For several years I've been running scripts with this expression
substr(tmp.un[substr(tmp.un,1,1)=='u'],1,1) <- '\265'
whose purpose is to replace the letter 'u' with a
Greek mu, to change, for example, 'ug/L' to
'?g/L'. It has been working over several versions
of R.
Recently, I started (sometimes?) getting error messages from the expression:
Error in "substr<-"(`*tmp*`, 1, 1, value = "<b5>") :
invalid multibyte string
In the same R session:
Sys.getlocale()
[1] "C/en_US.UTF-8/C/C/C/C"
Yet, in another R session on the same machine (in a different directory)
Sys.getlocale()
[1] "C"
If I go back to the first session, that had the problem, and do
> Sys.setlocale('LC_ALL','C')
then the error goes away. This is good.
But I have no idea why the locale is apparently
getting set wrong; I don't believe I ever
explicitly wrote a "set locale" expression of any
sort anywhere in the scripts for this project.
Maybe it's a side effect of something, but I
don't know what.
Any suggestions would be most appreciated.
Thanks
-Don
sessionInfo()
R version 2.2.1, 2005-12-26, powerpc-apple-darwin7.9.0
attached base packages:
[1] "stats" "utils" "methods" "base"
other attached packages:
xtable rmacq ROracle DBI
"1.3-0" "1.0" "0.5-5" "0.1-9"
(and I will move to 2.3.0 soon)
--------------------------------------
Don MacQueen
Environmental Protection Department
Lawrence Livermore National Laboratory
Livermore, CA, USA
For several years I've been running scripts with this expression
substr(tmp.un[substr(tmp.un,1,1)=='u'],1,1) <- '\265'
whose purpose is to replace the letter 'u' with a
Greek mu, to change, for example, 'ug/L' to
'?g/L'. It has been working over several versions
of R.
Recently, I started (sometimes?) getting error messages from the
expression:
Error in "substr<-"(`*tmp*`, 1, 1, value = "<b5>") :
invalid multibyte string
With high probability this is due to UTF-8 locale being used. You can
check that easily by looking for
"Natural language support but running in an English locale"
in the greeting.
Starting with R 2.3.0 (due to updated gettext) the locale is
determined from the system settings. Previously, the system setting
was always ignored. Right now it is used if no other locale setting
is set, such as LANG, LC_ALL etc. If you want to force C locale, you
should run your scripts using something like
LANG=C R
and this is what most scripts do if they want to force no-locale
environment. Note, however, that UTF-8 is required by the system
utilities, so forcing a non-UTF-8 locale will prevent you from using
non-ASCII characters in file names or etc. On Mac OS X is it usually
safer to write everything in UTF-8 including your scripts.
Cheers,
Simon

• Records shown:
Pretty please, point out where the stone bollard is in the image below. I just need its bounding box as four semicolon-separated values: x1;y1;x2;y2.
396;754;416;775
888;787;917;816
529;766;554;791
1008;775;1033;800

• Problem requirements:
Reproduce the R locale thread above word for word, from "But I have no" to "sessionInfo()".

• Response:
But I have no idea why the locale is apparently
getting set wrong; I don't believe I ever
explicitly wrote a "set locale" expression of any
sort anywhere in the scripts for this project.
Maybe it's a side effect of something, but I
don't know what.
Any suggestions would be most appreciated.
Thanks
-Don
sessionInfo()